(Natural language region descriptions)
++++++++++

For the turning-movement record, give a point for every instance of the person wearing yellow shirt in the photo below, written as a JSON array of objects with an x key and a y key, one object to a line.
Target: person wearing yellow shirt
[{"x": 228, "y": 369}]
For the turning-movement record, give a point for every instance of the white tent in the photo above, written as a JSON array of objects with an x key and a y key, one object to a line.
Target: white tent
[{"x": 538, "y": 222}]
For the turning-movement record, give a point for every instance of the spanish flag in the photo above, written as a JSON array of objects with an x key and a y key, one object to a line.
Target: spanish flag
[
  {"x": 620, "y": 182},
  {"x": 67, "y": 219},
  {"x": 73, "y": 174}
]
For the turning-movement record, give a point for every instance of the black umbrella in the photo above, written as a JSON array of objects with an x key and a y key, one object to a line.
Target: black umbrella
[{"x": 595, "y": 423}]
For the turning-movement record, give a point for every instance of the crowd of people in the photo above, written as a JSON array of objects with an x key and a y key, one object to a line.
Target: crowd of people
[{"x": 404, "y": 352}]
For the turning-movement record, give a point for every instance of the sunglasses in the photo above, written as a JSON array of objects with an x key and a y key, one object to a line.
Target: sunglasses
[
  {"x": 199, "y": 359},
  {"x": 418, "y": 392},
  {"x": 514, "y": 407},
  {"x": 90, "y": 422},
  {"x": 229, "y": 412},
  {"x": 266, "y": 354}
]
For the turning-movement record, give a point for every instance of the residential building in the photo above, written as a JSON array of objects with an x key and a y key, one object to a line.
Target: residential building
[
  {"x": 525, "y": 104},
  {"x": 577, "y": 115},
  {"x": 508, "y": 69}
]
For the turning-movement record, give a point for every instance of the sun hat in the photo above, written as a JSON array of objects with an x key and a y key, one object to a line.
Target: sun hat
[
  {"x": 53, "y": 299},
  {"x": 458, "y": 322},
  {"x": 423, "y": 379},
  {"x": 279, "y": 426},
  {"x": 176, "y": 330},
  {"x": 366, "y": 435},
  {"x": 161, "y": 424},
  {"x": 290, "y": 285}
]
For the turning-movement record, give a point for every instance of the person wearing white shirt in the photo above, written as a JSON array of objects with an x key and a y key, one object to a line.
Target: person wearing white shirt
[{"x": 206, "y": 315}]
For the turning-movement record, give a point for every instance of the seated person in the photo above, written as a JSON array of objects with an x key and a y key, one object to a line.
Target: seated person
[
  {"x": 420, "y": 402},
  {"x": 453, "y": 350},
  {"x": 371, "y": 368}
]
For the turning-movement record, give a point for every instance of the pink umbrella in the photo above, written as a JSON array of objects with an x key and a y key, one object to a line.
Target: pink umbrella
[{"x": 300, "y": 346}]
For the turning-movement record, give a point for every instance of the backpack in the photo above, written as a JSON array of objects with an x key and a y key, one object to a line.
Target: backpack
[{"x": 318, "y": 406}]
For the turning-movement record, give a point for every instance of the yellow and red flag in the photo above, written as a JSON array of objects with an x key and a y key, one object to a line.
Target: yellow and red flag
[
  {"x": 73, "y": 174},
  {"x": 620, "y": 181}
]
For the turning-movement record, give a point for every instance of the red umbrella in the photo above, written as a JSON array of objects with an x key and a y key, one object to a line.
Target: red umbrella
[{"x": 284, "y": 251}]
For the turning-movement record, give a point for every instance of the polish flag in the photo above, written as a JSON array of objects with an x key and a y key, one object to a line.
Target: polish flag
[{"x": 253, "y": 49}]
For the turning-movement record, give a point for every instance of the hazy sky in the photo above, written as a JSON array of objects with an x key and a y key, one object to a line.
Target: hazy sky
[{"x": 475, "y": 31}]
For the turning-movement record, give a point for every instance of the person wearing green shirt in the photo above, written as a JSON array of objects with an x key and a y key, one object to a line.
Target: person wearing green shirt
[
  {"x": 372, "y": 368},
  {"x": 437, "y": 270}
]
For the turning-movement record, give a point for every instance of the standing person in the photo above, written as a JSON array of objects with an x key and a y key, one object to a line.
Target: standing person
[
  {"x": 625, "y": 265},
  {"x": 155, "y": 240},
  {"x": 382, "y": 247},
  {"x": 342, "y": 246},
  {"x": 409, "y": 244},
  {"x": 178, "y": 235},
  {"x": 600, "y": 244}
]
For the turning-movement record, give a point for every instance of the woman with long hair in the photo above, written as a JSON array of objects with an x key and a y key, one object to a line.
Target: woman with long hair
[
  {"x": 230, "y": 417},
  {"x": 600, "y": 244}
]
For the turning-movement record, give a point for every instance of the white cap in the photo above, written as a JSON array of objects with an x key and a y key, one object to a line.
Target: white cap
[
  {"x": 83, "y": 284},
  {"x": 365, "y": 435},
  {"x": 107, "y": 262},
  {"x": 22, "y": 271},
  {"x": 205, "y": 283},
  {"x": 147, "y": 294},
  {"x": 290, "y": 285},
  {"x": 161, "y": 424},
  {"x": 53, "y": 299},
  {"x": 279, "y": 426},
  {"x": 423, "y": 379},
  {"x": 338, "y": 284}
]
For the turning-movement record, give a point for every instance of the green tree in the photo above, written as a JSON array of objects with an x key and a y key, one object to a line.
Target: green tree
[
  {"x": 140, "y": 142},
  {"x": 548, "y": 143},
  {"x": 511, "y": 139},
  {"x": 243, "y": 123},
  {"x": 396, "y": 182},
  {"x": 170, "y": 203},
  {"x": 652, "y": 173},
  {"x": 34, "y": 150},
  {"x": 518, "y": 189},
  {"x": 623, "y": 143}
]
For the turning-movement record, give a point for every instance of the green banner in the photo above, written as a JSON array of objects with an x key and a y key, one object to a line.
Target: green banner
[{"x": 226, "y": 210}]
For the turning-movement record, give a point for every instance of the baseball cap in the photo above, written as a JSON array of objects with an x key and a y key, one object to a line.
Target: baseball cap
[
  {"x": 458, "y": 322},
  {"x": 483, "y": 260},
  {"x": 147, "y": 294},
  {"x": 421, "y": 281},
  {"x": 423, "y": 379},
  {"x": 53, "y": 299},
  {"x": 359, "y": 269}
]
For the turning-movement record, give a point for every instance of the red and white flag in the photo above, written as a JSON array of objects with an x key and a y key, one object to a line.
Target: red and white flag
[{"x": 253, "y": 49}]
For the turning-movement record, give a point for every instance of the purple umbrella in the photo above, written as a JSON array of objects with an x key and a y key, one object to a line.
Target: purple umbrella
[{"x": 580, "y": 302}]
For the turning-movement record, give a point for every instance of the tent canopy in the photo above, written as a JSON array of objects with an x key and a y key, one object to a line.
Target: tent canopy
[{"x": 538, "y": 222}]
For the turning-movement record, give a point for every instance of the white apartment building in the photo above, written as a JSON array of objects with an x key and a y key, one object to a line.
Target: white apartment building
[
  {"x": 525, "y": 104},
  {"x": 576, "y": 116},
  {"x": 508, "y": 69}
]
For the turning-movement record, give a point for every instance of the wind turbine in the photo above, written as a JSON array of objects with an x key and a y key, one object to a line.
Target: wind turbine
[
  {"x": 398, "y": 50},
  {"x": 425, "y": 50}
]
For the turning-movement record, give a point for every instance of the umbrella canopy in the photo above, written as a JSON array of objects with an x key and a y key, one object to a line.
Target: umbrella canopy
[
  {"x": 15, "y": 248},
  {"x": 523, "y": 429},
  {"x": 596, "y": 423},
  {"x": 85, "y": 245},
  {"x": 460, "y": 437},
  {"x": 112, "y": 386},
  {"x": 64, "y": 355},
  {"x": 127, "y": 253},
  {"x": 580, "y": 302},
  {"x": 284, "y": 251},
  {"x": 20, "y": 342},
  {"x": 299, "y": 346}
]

++++++++++

__Activity__. Retype the records above so that nothing differs from the original.

__Your solution__.
For the turning-movement record, give a point for every instance of the person wearing yellow shirt in the photo below, written as a JSON array of objects with an x key and a y key, one object to a line.
Target: person wearing yellow shirt
[{"x": 228, "y": 369}]
For the turning-movement record, give a point for every instance of the white tent in the photo above, written as a JSON array of objects with an x key and a y key, one object to a line.
Target: white tent
[{"x": 538, "y": 222}]
For the turning-movement record, give a point for every instance of the spanish flag in the photo above, written as a JSON array of objects with an x key and a y key, one object to a line.
Target: spanish flag
[
  {"x": 620, "y": 182},
  {"x": 67, "y": 219},
  {"x": 73, "y": 174}
]
For the turning-movement record, give a point for every instance of the black umbrella in the photo above, written as a JSON array of objects with an x key and a y key, one object to a line.
Target: black umbrella
[{"x": 595, "y": 423}]
For the turning-movement record, give a point for every instance of the crowd of people in the photo above, written as a JSON array of objects with an x key and a y key, one object to a line.
Target: crowd of people
[{"x": 404, "y": 352}]
For the turning-movement record, give a point for every instance of the sunglasses in the photo above, written as a JSON array of objects with an x key and a y key, one object to a line.
Target: sunglasses
[
  {"x": 199, "y": 359},
  {"x": 418, "y": 392},
  {"x": 514, "y": 407},
  {"x": 90, "y": 422},
  {"x": 229, "y": 412},
  {"x": 266, "y": 354}
]
For the turning-movement record, give a point for every instance of the residential building in the photo above, written as a JSON array of objects with an x key and a y key, one object to a line.
Target: residential building
[
  {"x": 525, "y": 104},
  {"x": 577, "y": 115},
  {"x": 508, "y": 69}
]
For the turning-movement record, give a point for every instance of the sun hat in the photo above, written as a JSON array of objects with an x key and a y key, one object to a line.
Target: sun hat
[
  {"x": 53, "y": 299},
  {"x": 458, "y": 322},
  {"x": 423, "y": 379},
  {"x": 279, "y": 426},
  {"x": 176, "y": 330},
  {"x": 366, "y": 435},
  {"x": 161, "y": 424},
  {"x": 290, "y": 285}
]
For the turning-movement record, give a point for every instance of the person wearing white shirt in the photo above, written as a JSON array of objects with an x key and a y key, one object to a line.
Target: person wearing white shirt
[{"x": 206, "y": 315}]
For the turning-movement record, give a point for every instance of the seated person in the photo above, written as a JSON array of objects with an x key and a y key, one object to a line.
Target: seated person
[
  {"x": 420, "y": 402},
  {"x": 453, "y": 350},
  {"x": 371, "y": 368}
]
For the turning-movement record, give a point for every instance of the pink umbrella in the photo above, written as a JSON array of objects with an x key and a y key, one object to a line.
Target: pink umbrella
[{"x": 300, "y": 346}]
For the turning-movement record, give a point for every instance of the backpack in the photo above, written as a JSON array of objects with an x key and a y key, one object to a line.
Target: backpack
[{"x": 318, "y": 406}]
For the turning-movement record, give a point for every instance of the yellow and red flag in the photo above, written as a JSON array of objects with an x key and a y key, one object to a line.
Target: yellow and red flag
[
  {"x": 73, "y": 174},
  {"x": 620, "y": 181}
]
For the turning-movement record, give a point for every instance of the red umbrella in the photo above, written as a JSON array of objects with an x key and a y key, one object to a line.
Target: red umbrella
[{"x": 284, "y": 251}]
For the turning-movement record, give a point for every instance of the polish flag in the photo above, written as a JSON array of objects with an x key and a y key, one object to a line.
Target: polish flag
[{"x": 253, "y": 49}]
For the turning-movement record, give a point for every instance of the hazy sky in the photo above, written as a JSON array of objects with an x key and a y key, one object to a line.
Target: hazy sky
[{"x": 475, "y": 31}]
For the turning-movement record, give a point for every instance of the person wearing green shirt in the photo above, written as a JSON array of objects with an x key and a y key, one object to a line.
Target: person wearing green shirt
[
  {"x": 372, "y": 368},
  {"x": 437, "y": 270}
]
For the turning-movement record, give a point for every instance of the standing person in the photo above, written as a JSON array of objects with an x key and a y key, one object to a line.
Target: standing person
[
  {"x": 625, "y": 265},
  {"x": 155, "y": 240},
  {"x": 382, "y": 247},
  {"x": 342, "y": 246},
  {"x": 409, "y": 244},
  {"x": 178, "y": 235},
  {"x": 600, "y": 244}
]
For the turning-movement record, give a point for every instance of the woman with long hair in the photo above, written as a JSON array of objects with an x key and a y key, one object to a line.
Target: woman with long hair
[
  {"x": 230, "y": 417},
  {"x": 600, "y": 244}
]
For the turning-movement record, give a point for every instance of the white cap in the photo above, written as a JSON array of objects with an x key and a y key, one object to a line.
Target: white cap
[
  {"x": 83, "y": 284},
  {"x": 365, "y": 435},
  {"x": 107, "y": 262},
  {"x": 22, "y": 271},
  {"x": 205, "y": 283},
  {"x": 147, "y": 294},
  {"x": 290, "y": 285},
  {"x": 161, "y": 424},
  {"x": 53, "y": 299},
  {"x": 279, "y": 426},
  {"x": 423, "y": 379},
  {"x": 338, "y": 284}
]
For the turning-movement record, give a point for every instance of the green tree in the photo above, written as a JSON array of objects with an x key and a y key, one object to a line.
Target: green tree
[
  {"x": 140, "y": 142},
  {"x": 548, "y": 143},
  {"x": 511, "y": 139},
  {"x": 243, "y": 123},
  {"x": 396, "y": 182},
  {"x": 170, "y": 203},
  {"x": 652, "y": 173},
  {"x": 34, "y": 150},
  {"x": 518, "y": 189},
  {"x": 623, "y": 143}
]
For the turning-movement record, give a point for every instance of the green banner in the photo above, written as a JSON array of objects with an x key and a y key, one object to a line.
Target: green banner
[{"x": 226, "y": 210}]
For the turning-movement record, give a point for every instance of the baseball cap in the photo above, written as a JSON array of objects with an x key and a y key, one object to a line.
Target: baseball cap
[
  {"x": 458, "y": 322},
  {"x": 483, "y": 260},
  {"x": 147, "y": 294},
  {"x": 421, "y": 281},
  {"x": 423, "y": 379},
  {"x": 53, "y": 299},
  {"x": 359, "y": 269}
]
For the turning-movement record, give a point for every instance of the red and white flag in the photo above, written as a JSON array of objects with an x key and a y key, one object to a line.
Target: red and white flag
[{"x": 253, "y": 49}]
For the turning-movement record, give a point for every instance of the purple umbrella in the photo above, written as a JSON array of objects with an x key and a y key, one object to a line.
Target: purple umbrella
[{"x": 580, "y": 302}]
For the turning-movement record, give a point for every instance of the tent canopy in the photo above, written as a JSON array of objects with an x key and a y key, one object to a line.
Target: tent canopy
[{"x": 538, "y": 222}]
For the turning-movement record, give a point for every instance of the white apartment building in the photo above, written as a JSON array of objects with an x key and a y key, one object to a line.
Target: white apartment building
[
  {"x": 525, "y": 104},
  {"x": 576, "y": 116},
  {"x": 508, "y": 69}
]
For the turning-movement record, give a point for every instance of the wind turbine in the photo above, written as a JSON array of objects with an x key and a y key, one object to a line.
Target: wind turbine
[
  {"x": 398, "y": 50},
  {"x": 425, "y": 50}
]
For the turning-movement record, give a point for every instance of the umbrella canopy in the photo above, written as a JSON array of objects with an x key and a y key, one object to a line.
Target: umbrella canopy
[
  {"x": 15, "y": 248},
  {"x": 523, "y": 429},
  {"x": 596, "y": 423},
  {"x": 85, "y": 245},
  {"x": 460, "y": 437},
  {"x": 112, "y": 386},
  {"x": 64, "y": 355},
  {"x": 127, "y": 253},
  {"x": 580, "y": 302},
  {"x": 284, "y": 251},
  {"x": 20, "y": 342},
  {"x": 299, "y": 346}
]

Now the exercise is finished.